# EXERCISE REQUIREMENTS
Update the rows from the line containing "Objective — one point per instance of the metal security" through the line containing "[[1168, 156]]" by replacing "security bar" with "security grille". Leave everything else unchanged and return only those lines.

::: RECORDS SUPPLIED

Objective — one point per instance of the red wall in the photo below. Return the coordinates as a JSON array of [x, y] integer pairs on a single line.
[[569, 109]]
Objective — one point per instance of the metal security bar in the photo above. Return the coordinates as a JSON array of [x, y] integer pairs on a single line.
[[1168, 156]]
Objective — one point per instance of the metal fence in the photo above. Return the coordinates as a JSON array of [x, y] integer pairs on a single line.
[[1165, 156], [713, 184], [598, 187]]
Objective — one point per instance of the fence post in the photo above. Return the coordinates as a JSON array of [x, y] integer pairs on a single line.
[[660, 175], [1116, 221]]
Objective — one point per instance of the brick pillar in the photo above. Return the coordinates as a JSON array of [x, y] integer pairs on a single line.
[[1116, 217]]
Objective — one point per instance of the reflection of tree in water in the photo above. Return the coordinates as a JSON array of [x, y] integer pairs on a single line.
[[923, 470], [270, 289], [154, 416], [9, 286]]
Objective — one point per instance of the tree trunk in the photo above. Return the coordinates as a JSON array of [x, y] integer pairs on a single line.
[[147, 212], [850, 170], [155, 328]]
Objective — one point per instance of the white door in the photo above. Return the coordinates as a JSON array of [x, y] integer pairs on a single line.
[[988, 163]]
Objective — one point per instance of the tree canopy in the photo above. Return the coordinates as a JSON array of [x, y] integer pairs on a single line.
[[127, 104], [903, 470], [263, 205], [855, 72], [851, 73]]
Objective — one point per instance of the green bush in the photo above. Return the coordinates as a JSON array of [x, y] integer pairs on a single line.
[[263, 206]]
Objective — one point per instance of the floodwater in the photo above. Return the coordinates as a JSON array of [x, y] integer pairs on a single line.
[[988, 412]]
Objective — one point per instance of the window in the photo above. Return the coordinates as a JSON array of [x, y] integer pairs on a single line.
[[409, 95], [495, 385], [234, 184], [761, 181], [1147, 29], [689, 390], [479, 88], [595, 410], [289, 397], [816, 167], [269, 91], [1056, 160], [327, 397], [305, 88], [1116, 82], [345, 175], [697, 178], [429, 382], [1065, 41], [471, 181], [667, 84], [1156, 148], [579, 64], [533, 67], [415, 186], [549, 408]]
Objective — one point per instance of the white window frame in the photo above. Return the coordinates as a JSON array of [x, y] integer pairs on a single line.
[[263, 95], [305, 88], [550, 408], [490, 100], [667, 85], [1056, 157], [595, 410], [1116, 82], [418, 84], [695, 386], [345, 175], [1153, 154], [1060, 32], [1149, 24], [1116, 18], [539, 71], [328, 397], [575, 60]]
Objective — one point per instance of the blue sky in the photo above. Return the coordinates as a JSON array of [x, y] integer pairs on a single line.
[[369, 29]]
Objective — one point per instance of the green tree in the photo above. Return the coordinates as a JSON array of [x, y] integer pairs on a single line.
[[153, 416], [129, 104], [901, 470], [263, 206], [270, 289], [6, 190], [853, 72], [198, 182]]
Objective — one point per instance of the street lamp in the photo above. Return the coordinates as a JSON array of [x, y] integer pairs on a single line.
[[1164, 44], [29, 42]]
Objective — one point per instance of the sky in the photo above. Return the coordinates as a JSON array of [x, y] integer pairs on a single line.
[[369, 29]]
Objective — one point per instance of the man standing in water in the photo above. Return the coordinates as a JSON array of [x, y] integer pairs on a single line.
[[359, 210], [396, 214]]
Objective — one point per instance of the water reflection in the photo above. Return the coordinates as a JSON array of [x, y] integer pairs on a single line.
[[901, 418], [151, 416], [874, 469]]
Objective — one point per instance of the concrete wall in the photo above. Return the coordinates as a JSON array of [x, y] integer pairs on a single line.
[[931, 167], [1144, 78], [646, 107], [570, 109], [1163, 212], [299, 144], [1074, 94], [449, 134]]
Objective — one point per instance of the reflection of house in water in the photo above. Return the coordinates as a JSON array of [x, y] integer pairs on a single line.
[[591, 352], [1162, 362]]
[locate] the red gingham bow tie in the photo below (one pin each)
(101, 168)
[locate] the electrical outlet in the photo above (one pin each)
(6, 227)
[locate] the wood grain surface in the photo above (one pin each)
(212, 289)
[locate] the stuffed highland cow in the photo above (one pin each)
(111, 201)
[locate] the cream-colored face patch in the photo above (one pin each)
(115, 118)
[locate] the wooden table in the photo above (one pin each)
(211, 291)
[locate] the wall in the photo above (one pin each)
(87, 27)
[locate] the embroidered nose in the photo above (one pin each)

::::::

# CORRECT RESPONSE
Objective — one point per instance of the metal security grille in the photo above. Return the coordinates as a JSON array of [x, y] integer pairs on a single line.
[[1168, 156]]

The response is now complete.